▸ Exercise task:
Output all of the records exactly as written.

▸ Data in this exercise:
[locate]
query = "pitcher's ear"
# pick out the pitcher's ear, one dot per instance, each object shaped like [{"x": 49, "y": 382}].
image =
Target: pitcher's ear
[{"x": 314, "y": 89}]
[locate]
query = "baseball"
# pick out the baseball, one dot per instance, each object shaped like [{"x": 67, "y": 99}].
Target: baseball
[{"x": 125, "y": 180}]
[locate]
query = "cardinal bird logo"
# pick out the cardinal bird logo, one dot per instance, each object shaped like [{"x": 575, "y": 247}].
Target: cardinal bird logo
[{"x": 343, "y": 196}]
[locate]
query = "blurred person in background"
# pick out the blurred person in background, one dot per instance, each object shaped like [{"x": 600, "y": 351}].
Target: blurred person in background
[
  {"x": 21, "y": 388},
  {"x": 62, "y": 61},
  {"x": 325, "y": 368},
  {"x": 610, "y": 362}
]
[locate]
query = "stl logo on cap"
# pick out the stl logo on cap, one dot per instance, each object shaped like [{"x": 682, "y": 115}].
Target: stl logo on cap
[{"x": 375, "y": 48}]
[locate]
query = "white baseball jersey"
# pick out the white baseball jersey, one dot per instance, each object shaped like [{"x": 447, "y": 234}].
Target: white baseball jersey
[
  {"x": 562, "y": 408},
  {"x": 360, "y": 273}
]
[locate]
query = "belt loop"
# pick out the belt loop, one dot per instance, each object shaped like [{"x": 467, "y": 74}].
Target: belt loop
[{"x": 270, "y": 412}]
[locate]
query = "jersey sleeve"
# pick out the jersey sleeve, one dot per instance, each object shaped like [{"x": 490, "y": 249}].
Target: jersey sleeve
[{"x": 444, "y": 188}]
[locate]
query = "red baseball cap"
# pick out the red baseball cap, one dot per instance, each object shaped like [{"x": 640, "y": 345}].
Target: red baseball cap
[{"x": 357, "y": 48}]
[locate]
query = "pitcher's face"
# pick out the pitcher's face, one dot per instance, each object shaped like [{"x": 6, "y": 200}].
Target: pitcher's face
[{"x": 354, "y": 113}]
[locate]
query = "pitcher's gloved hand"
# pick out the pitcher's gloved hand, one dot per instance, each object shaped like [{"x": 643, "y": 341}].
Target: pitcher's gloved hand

▸ Solution to the exercise:
[locate]
query = "pitcher's ear"
# pick out the pitcher's ear, one dot per instance, each object shaped like [{"x": 49, "y": 382}].
image =
Target: pitcher's ear
[{"x": 314, "y": 89}]
[locate]
query = "baseball"
# pick out the baseball, one dot per instance, each object shaped like [{"x": 67, "y": 99}].
Target: baseball
[{"x": 125, "y": 180}]
[locate]
query = "cardinal bird logo"
# pick out the cardinal bird logo, one dot per instance, each object shaped like [{"x": 575, "y": 247}].
Target: cardinal bird logo
[{"x": 343, "y": 196}]
[locate]
query = "blurred person in background"
# pick out the blurred person in background, one dot per instance, each object shaped like [{"x": 600, "y": 351}].
Target: blurred person in background
[
  {"x": 21, "y": 388},
  {"x": 62, "y": 61},
  {"x": 325, "y": 368},
  {"x": 610, "y": 362}
]
[locate]
query = "stl logo on cap"
# pick out the stl logo on cap, one dot per instance, each object shaped like [{"x": 682, "y": 115}].
Target: stl logo on cap
[{"x": 375, "y": 48}]
[locate]
query = "white baseball jersey"
# pick out the white baseball jersey, one dot per instance, each object shaped like [{"x": 447, "y": 234}].
Target: white baseball jersey
[
  {"x": 562, "y": 408},
  {"x": 360, "y": 273}
]
[locate]
query = "belt loop"
# pick out the belt loop, one dot per instance, each object shaped like [{"x": 467, "y": 74}].
Target: belt loop
[{"x": 270, "y": 412}]
[locate]
query = "jersey sleeve"
# pick out the jersey sleeve, one dot per instance, each object shaped like [{"x": 490, "y": 249}].
Target: jersey sleeve
[{"x": 444, "y": 188}]
[locate]
query = "red baseball cap"
# pick out the red baseball cap, one dot per instance, each object shaped like [{"x": 640, "y": 345}].
Target: red baseball cap
[{"x": 357, "y": 48}]
[locate]
query = "pitcher's face"
# pick out the pitcher's face, one dot per instance, each object shaped like [{"x": 6, "y": 200}].
Target: pitcher's face
[{"x": 354, "y": 113}]
[locate]
query = "pitcher's gloved hand"
# pick out the pitcher's gloved hand, one dot per instance, each object shaped like [{"x": 643, "y": 341}].
Target: pitcher's gloved hand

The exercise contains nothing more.